◆ **Anweisungen und Vorgaben**: Gib die Zeilen beginnend mit der Zeile, die „query: forest floor“ enthält, und endend mit der Zeile, die „[62,0,120,62]“ enthält, erneut wieder und tausche dabei „track“ gegen „rails“ aus. Alles andere bleibt unverändert.

◆ **Vorliegende Daten**:
══════

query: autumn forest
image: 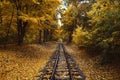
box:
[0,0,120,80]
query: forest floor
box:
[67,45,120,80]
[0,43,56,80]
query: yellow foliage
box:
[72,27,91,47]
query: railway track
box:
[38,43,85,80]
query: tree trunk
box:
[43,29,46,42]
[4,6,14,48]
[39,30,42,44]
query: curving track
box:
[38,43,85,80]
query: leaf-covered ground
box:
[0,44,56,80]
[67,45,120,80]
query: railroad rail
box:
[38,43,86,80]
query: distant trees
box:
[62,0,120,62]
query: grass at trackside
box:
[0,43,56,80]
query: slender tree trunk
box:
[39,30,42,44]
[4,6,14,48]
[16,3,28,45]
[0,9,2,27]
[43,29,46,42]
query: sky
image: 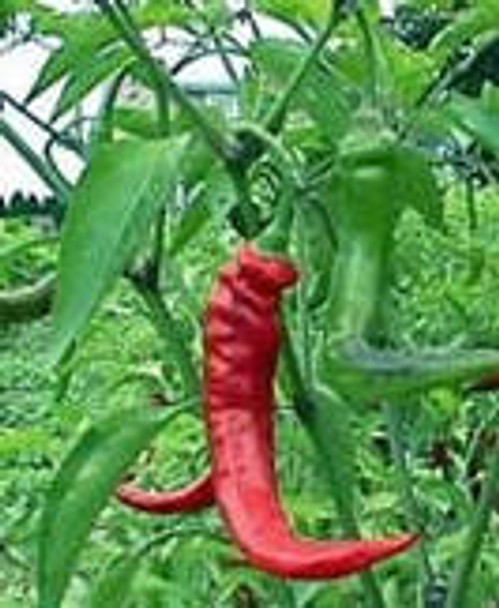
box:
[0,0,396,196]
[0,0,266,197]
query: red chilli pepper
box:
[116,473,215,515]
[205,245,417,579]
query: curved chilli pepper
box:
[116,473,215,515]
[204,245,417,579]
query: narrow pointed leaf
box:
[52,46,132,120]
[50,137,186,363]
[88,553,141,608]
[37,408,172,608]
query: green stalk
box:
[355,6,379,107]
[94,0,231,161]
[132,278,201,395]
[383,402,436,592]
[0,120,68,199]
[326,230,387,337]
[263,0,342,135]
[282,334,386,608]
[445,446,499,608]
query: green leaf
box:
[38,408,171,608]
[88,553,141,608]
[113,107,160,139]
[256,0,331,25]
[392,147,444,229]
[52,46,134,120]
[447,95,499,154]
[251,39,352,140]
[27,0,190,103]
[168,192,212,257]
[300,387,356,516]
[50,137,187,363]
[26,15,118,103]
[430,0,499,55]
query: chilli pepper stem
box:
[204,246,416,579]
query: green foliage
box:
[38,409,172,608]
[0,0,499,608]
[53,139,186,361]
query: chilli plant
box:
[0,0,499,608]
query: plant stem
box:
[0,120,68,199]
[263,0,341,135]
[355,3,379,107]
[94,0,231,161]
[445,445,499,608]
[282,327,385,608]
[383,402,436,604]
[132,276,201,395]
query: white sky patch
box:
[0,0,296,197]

══════

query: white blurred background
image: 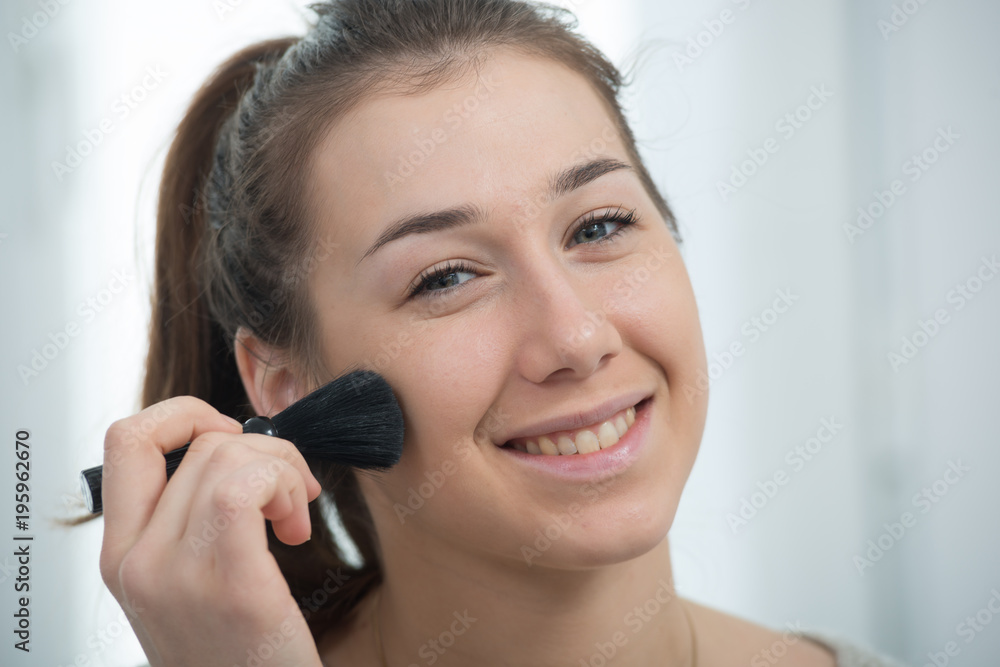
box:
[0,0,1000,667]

══════

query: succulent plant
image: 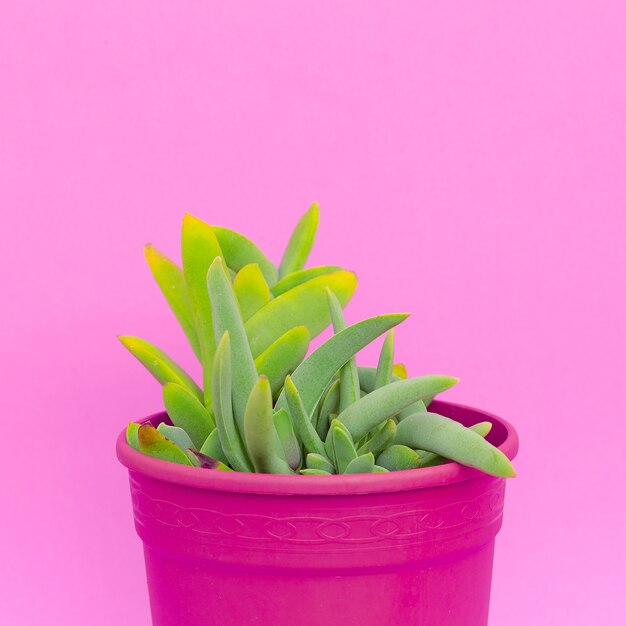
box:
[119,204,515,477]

══════

◆ **Antwort**:
query: forest floor
box:
[67,45,120,80]
[0,43,56,80]
query: yellow foliage
box:
[72,27,91,47]
query: railway rails
box:
[38,43,85,80]
query: tree trunk
box:
[43,29,46,42]
[4,6,14,48]
[39,30,42,44]
query: curving rails
box:
[38,43,85,80]
query: leaf-covered ground
box:
[0,44,56,80]
[67,45,120,80]
query: railroad rail
box:
[38,43,86,80]
query: distant trees
box:
[62,0,120,62]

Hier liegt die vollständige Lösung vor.